◆ **Consignes**
Sélectionne chaque ligne des données ci-dessous qui contient le mot « light ». La casse compte.

◆ **Données sources**
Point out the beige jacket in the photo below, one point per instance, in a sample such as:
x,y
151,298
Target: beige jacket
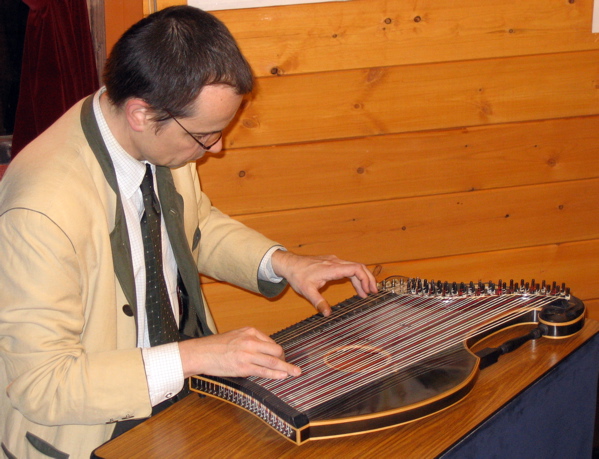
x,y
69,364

---

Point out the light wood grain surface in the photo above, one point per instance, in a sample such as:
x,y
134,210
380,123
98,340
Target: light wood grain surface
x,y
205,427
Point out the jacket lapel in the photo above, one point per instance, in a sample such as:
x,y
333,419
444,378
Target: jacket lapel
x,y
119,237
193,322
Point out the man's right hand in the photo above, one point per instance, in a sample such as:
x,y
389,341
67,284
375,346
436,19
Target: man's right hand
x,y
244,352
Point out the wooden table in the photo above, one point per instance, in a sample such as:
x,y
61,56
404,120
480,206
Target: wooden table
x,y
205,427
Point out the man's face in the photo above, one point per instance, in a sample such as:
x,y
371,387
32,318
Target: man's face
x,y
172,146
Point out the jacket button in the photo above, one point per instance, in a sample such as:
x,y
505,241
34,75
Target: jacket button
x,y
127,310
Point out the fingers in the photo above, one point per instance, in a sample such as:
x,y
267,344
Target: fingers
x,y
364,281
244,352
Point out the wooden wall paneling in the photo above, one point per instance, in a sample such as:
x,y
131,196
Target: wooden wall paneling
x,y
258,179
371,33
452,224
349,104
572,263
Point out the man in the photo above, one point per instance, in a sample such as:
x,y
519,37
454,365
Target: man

◆ **Réponse**
Point out the light wood grain surface in the photo above, one point per instance, in a sample such as:
Target: light wood grain surface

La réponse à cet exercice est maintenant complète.